_ARTICLE_.
# Steak Tastes Funny and Watery



## scherz0 (Jan 19, 2013)

Dear everyone,

I've been frustrated enough by this problem and hope to have your insight. I am a beginner in cooking and only do it at home, so I've read a few guides online about cooking steak. However, I can't see what's causing this problem.

Ever since I started to cook steak two years ago, it tastes funny and watery when I eat it. I think that the problem is with me, because this happens whenever and wherever I cook steak, whether I am in the UK or US. The problem doesn't seem to be the quality of the meat, because I always buy the premium or organic steaks at numerous top supermarkets (like Marks and Spencer or Whole Foods) The problem also doesn't seem to be the oven or grill, because I've cooked on a few different ones.

The problem is only with the taste. It's nothing like that of the steaks in any restaurant (or steakhouses), but I'm not expecting restaurant-quality results. I describe it as "funny" and "watery" since I don't know to what else to compare it or how else to express the taste.

I'll summarize what I do with the steak from the store to the oven. I usually get home 30-45 minutes after buying the steak at the store. Then:

(1) I take the steak out of the original packaging,

(2) I put it in a Rubbermaid container so I can pour some red wine onto the steak and add some salt and coarse pepper to it..

(3) After marinating the steak, I immediately place the container in the refrigerator (NOT the freezer)

(4) I usually plan on eating the steak after 6 hours or the next day. To do this, I take out the container out of the refrigerator 30 minutes before cooking and let it stand at room temperature.

(5) Once the oven/broiler or grill is heated and hot, I transfer the steak from the container to the broiler pan or grill.

(6) Then I grill for about 7 minutes.

After cooking, the steak looks like any other served by a good restaurant. Fortunately, I've always felt fine and normal after eating it. The taste is awful, though. Does anyone see the problem in my procedure? Thank you very much!


----------



## phatch (Mar 29, 2002)

The wine marination isn't doing it any favors in my opinion.

They don't penetrate very deeply in the first place. Second, using only an acid for the marination will just break down the meat fibers in the outer layer, making them mushy. Third You've provided no balancing flavors to the wine marinade. Use the wine for a pan sauce at the end instead while the meat is resting.

I think you'd do better to just bring the steak to room temp before you cook it. Season it then, just before cooking. Let it rest 10 minutes when you're done cooking, then eat it.

_AIM A_. Please quote the steak thread word for word, beginning at "(2) I put it" and stopping after "you very much!".
_AIM B_. Extend the forum thread about funny, watery steak from the point where it ends.

_PROVIDED DATA_.
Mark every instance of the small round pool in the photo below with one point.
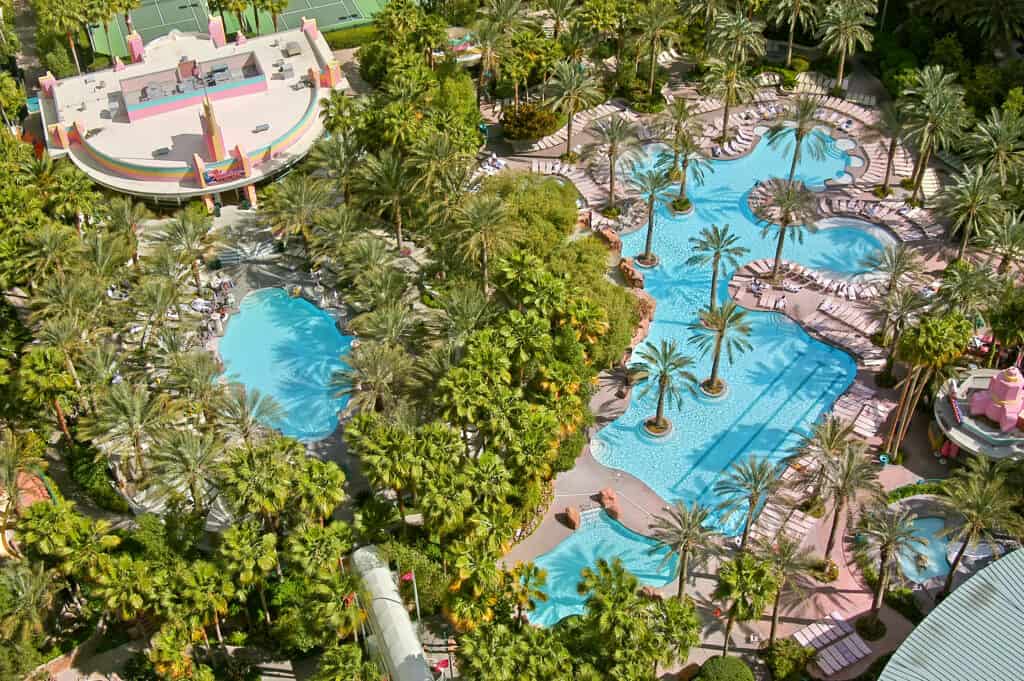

_RESPONSE A_.
(2) I put it in a Rubbermaid container so I can pour some red wine onto the steak and add some salt and coarse pepper to it..

(3) After marinating the steak, I immediately place the container in the refrigerator (NOT the freezer)

(4) I usually plan on eating the steak after 6 hours or the next day. To do this, I take out the container out of the refrigerator 30 minutes before cooking and let it stand at room temperature.

(5) Once the oven/broiler or grill is heated and hot, I transfer the steak from the container to the broiler pan or grill.

(6) Then I grill for about 7 minutes.

After cooking, the steak looks like any other served by a good restaurant. Fortunately, I've always felt fine and normal after eating it. The taste is awful, though. Does anyone see the problem in my procedure? Thank you very much!

_RESPONSE B_.
----------



## raibeaux (Dec 21, 2012)

Here's a little reading if you're interested.

Look at "SOFA" and "OTHER TIPS".

http://amazingribs.com/recipes/rubs_pastes_marinades_and_brines/zen_of_marinades.html


----------



## french fries (Sep 5, 2008)

On top of what phatch already mentioned, I see a huge problem with your #5 and #6:

You are basically throwing a wet steak on the grill. So your steak doesn't grill, it doesn't sear, it doesn't create a nice crust, it... steams and boils!! You want to do away with all moisture before you throw it on the grill. 

So even if you insist on marinating your steak (which is most likely not a good idea in the first place), make sure you take it out of the marinade and dry it as if your life depended on it: place it on a paper towel and press another paper towel on top. If the paper towels get soaked, throw them away and repeat - until there's no moisture left for the paper towels to absorb. 

THEN grill or pan sear your steak. 

You also mention "steak" but you're not saying which cut? You mention Whole Foods, and they tend to cut very THICK steaks for most cuts. If that's the case don't hesitate to take the steak out of the fridge, out of the marinade and dried a good hour before it goes on the grill. Ideally it should be room temperature at heart before cooking.


----------



## ed buchanan (May 29, 2006)

First in restaurants we don;t marinate steak in particular in red wine. Second  Home you cannot possibly get the same results we do  You don;t have the equipment that can generate the consistant hi heat and BTU input that we have.. Third we try and cook the steak from room temp if possible not after 6 hours marinating in fridge.  You will never duplicate what the commercial food places put out.


----------



## kuan (Jun 11, 2001)

People need to realize that with salt and pepper and proper cooking technique everything can taste great.  The rest is just extra.


----------



## maryb (Mar 21, 2008)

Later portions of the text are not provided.